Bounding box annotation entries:
## BEGIN

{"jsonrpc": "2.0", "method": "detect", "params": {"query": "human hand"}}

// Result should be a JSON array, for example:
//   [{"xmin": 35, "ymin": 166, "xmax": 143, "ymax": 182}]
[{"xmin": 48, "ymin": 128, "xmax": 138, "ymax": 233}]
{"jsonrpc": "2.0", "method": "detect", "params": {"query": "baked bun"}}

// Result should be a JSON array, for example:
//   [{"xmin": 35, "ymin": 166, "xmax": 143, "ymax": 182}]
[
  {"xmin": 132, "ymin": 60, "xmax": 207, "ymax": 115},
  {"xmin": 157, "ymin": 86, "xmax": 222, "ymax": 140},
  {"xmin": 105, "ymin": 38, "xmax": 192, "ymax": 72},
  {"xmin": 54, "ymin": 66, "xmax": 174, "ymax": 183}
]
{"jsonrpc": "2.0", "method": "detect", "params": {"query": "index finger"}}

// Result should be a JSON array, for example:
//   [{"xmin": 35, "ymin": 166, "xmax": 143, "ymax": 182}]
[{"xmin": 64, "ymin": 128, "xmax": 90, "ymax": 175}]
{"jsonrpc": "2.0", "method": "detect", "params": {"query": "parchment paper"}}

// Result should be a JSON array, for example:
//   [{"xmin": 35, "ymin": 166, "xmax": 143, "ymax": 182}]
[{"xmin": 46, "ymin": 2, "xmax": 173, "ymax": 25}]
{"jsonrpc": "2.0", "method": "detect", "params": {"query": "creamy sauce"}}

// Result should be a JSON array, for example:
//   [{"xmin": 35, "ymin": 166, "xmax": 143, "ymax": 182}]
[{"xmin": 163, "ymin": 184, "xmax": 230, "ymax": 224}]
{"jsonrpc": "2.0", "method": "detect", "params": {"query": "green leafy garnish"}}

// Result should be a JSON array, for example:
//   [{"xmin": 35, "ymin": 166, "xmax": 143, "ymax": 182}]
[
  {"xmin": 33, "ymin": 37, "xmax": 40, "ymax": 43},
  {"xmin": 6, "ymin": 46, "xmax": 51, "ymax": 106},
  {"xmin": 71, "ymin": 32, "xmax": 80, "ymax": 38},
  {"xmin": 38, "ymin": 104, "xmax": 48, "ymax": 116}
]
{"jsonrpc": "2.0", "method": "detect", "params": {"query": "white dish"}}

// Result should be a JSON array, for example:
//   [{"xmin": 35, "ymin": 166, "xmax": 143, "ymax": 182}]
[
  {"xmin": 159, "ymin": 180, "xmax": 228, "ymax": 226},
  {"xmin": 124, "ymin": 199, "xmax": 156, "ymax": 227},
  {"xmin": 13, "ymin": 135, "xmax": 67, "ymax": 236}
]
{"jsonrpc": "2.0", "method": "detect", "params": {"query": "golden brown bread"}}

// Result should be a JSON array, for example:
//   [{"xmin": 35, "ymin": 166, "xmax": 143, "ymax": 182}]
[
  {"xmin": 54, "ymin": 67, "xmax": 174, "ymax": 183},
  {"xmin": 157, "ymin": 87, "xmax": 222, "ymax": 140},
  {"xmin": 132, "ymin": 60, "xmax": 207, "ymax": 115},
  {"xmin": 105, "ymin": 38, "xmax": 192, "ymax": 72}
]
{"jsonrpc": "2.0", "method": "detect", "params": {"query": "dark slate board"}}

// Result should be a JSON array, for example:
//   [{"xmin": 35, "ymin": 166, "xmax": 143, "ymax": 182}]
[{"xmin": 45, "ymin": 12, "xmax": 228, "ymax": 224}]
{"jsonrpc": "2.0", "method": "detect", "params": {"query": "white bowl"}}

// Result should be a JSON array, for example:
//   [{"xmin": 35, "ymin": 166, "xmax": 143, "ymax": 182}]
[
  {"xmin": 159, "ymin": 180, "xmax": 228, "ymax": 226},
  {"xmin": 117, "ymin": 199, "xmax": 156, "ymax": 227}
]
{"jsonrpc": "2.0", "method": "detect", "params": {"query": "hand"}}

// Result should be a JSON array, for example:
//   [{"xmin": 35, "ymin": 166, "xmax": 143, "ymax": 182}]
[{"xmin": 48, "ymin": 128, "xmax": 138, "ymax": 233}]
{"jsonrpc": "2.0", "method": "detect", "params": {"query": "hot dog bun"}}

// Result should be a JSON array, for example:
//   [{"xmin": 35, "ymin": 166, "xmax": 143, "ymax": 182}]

## END

◆ **What is needed**
List each line of the records that contains the string "params", treating uppercase and lowercase as different.

◆ **Exercise output**
{"jsonrpc": "2.0", "method": "detect", "params": {"query": "human hand"}}
{"jsonrpc": "2.0", "method": "detect", "params": {"query": "baked bun"}}
{"jsonrpc": "2.0", "method": "detect", "params": {"query": "index finger"}}
{"jsonrpc": "2.0", "method": "detect", "params": {"query": "parchment paper"}}
{"jsonrpc": "2.0", "method": "detect", "params": {"query": "creamy sauce"}}
{"jsonrpc": "2.0", "method": "detect", "params": {"query": "green leafy garnish"}}
{"jsonrpc": "2.0", "method": "detect", "params": {"query": "white dish"}}
{"jsonrpc": "2.0", "method": "detect", "params": {"query": "golden brown bread"}}
{"jsonrpc": "2.0", "method": "detect", "params": {"query": "dark slate board"}}
{"jsonrpc": "2.0", "method": "detect", "params": {"query": "white bowl"}}
{"jsonrpc": "2.0", "method": "detect", "params": {"query": "hand"}}
{"jsonrpc": "2.0", "method": "detect", "params": {"query": "hot dog bun"}}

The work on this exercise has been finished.